— AUFGABEN —
1 - Fasse den Text über die Regierungsbildung in Griechenland in zwei Sätzen zusammen.
2 - Führe den Text über die Regierungsbildung in Griechenland nach seinem letzten Satz fort.

Griechenland drängt auf Aufschub für Sparziele
Sieger war Antonis Samaras schon einmal – und hatte am Tag eins nach der Wahl vor sechs Wochen alles hingeworfen. Dieses Mal will es der Chef der konservativen Nea Dimokratia anders machen und möglichst rasch eine neue Regierung für Griechenland präsentieren. Bereits am Montag begann Samaras mit Sondierungsgesprächen – erst mit der zweitplatzierten, ultralinken SYRIZA-Partei, dann mit der sozialistischen PASOK.
Deren Chef Evangelos Venizelos erklärte sich grundsätzlich zu einer Koalition bereit: "Das Land muss bis morgen Abend eine Regierung haben." Gemeinsam haben Konservative und Sozialisten 162 der 300 Sitze im Parlament. Sie wollen aber weitere Partner an Bord holen.
"Letzte Chance"
Die Zeit drängt für den Pleitestaat. Nur bis 20. Juli hat das Land noch Geld in der Staatskasse. Kommt bis dahin keine neue Hilfe aus Europa, können Staatsbedienstete und Pensionisten nicht mehr bezahlt werden. "Dies ist unsere letzte Chance, Griechenland zu stabilisieren", zeigt sich der Athener Politologe Kostas Ifantis über das Wahlergebnis erleichtert. "Je breiter die Regierung aufgestellt ist, also je mehr Parteien mitmachen, umso größer wird ihre Legitimation in der Bevölkerung sein, all die schwierigen Maßnahmen, die jetzt noch kommen, auch durchzusetzen. "Dass Griechenlands radikaler Senkrechtstarter Alexis Tsipras sich an der Regierung beteiligen wird, schloss der SYRIZA-Chef noch am Wahlabend kategorisch aus. Im Gegenteil, "der Kampf geht weiter", kündigte er an. Er werde eine starke Opposition anführen gegen eine Koalition, die für die Fortsetzung des Spar- und Kreditpaketes eintritt.

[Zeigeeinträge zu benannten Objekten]
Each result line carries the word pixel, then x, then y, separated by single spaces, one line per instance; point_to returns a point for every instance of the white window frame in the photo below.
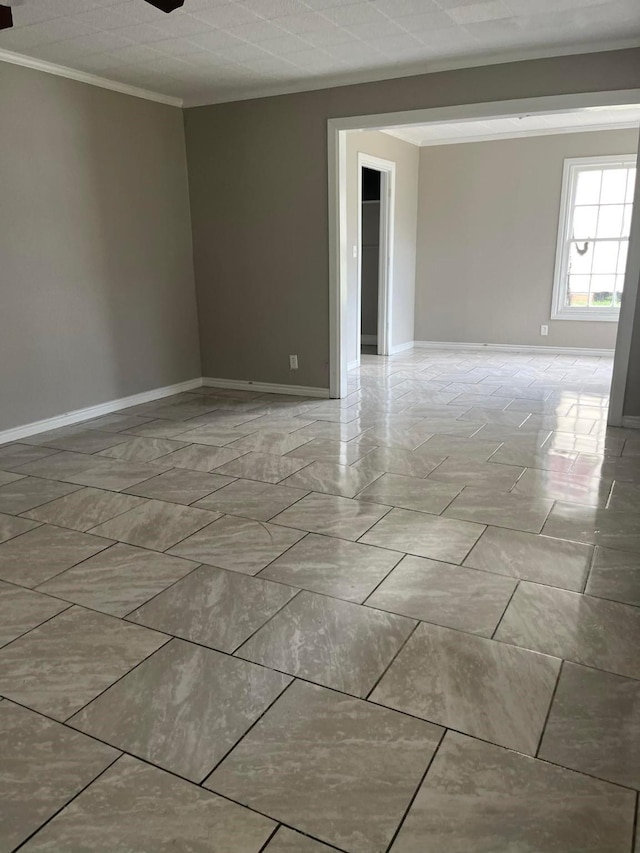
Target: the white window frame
pixel 572 166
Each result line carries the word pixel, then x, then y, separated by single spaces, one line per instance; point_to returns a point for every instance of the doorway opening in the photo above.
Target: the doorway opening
pixel 376 199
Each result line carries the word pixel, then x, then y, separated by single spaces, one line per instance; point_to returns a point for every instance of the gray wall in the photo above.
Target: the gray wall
pixel 258 179
pixel 407 160
pixel 96 272
pixel 487 231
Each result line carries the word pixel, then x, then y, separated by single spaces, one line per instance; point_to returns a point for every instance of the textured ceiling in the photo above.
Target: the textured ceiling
pixel 217 50
pixel 600 118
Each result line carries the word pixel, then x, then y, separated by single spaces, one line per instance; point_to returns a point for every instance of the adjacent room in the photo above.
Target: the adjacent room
pixel 319 426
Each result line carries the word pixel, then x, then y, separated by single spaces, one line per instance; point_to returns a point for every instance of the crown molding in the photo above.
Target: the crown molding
pixel 511 134
pixel 85 77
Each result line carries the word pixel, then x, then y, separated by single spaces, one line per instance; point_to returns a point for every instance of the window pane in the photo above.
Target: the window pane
pixel 614 186
pixel 605 257
pixel 602 288
pixel 622 257
pixel 577 291
pixel 580 257
pixel 588 187
pixel 631 183
pixel 626 220
pixel 610 220
pixel 585 221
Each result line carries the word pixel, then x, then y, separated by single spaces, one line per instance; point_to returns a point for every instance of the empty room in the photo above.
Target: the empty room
pixel 319 426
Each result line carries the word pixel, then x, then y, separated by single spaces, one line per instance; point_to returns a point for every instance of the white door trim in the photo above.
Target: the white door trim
pixel 337 161
pixel 387 169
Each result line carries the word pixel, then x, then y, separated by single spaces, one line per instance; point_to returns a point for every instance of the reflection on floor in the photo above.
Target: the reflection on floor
pixel 407 620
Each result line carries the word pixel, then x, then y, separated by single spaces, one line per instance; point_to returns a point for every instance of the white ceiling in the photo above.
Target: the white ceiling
pixel 509 127
pixel 219 50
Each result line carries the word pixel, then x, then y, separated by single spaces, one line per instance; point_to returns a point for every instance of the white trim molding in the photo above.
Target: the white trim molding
pixel 265 387
pixel 79 415
pixel 457 345
pixel 572 168
pixel 85 77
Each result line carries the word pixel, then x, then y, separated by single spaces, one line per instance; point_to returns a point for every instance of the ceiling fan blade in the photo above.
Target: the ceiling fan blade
pixel 166 5
pixel 6 18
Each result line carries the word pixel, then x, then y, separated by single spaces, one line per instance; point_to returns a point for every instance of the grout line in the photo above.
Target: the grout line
pixel 417 790
pixel 548 714
pixel 68 803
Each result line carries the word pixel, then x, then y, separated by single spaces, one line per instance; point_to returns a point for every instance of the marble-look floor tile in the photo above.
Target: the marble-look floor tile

— DIE ERGEBNISSE —
1 - Wahlsieger Antonis Samaras, Chef der konservativen Nea Dimokratia, begann sofort Sondierungsgespräche mit SYRIZA und PASOK, deren Chef Evangelos Venizelos sich grundsätzlich zu einer Koalition bereit erklärte, wobei beide Parteien zusammen 162 der 300 Sitze haben. Die Zeit drängt, da Griechenland nur bis 20. Juli Geld in der Staatskasse hat, während SYRIZA-Chef Alexis Tsipras eine Regierungsbeteiligung ausschloss und eine starke Opposition ankündigte.

2 -
Die Skepsis bleibt
Während Europa nach dem Ergebnis der griechischen Wahlen aufatmet, überwiegt in Athen weitgehend die Skepsis. "Auch wenn wir jetzt endlich eine Regierung kriegen, wird deshalb auch nichts so schnell besser werden", brummt Kostas Kavadias. "Ich traue keinem von unseren Politikern mehr. Die haben uns da hineingeritten und ausgerechnet die sollen uns jetzt da wieder rausholen?" Sein Geschäft sei zwar nicht so schlecht gelaufen, gibt der Fleischhauer zu, "essen muss man doch immer, oder?", doch fast alle seine Kunden drehten jetzt jeden Euro drei Mal um, bevor sie in Athens zentralem Fleischmarkt ihre Wahl treffen.
Auch sein Monatseinkommen sei im Schnitt um ein Zehntel gesunken, erzählt Kavadias. Womit der Metzger noch deutlich über dem griechischen Schnitt liegt – eine durchschnittliche griechische Familie hat in den vergangenen zwei Jahren durch Lohnkürzungen und Steuererhöhungen mindestens ein Fünftel ihres Einkommens verloren. Bei manchen Staatsbediensteten liegen die Einbußen gar bei 50 Prozent.
Und dennoch reicht es immer noch nicht. Die von der EU und dem IWF vorgegebene Sparmaßnahmen haben die Wirtschaft abgewürgt, die Investitionen zu einem Stillstand gebracht und die Arbeitslosigkeit auf 22 Prozent schnellen lassen. Erste Priorität der neue Regierung wird es deshalb sein, mit Brüssel Erleichterungen der Sparvorgaben auszuhandeln. "Wir müssen Wachstumsimpulse setzen, nur so können wir die Wirtschaft wieder in Gang bringen, Investoren ins Land holen, privatisieren und unsere Reformen umsetzen. Aber dafür brauchen wir mehr Zeit", weiß auch Wirtschaftsexperte Agelos Tsaganicos vom griechischen Wirtschaftsforschungsinstitut IOBE. "Ein zusätzliches Jahr, das uns Brüssel zugestehen müsste, würde schon reichen."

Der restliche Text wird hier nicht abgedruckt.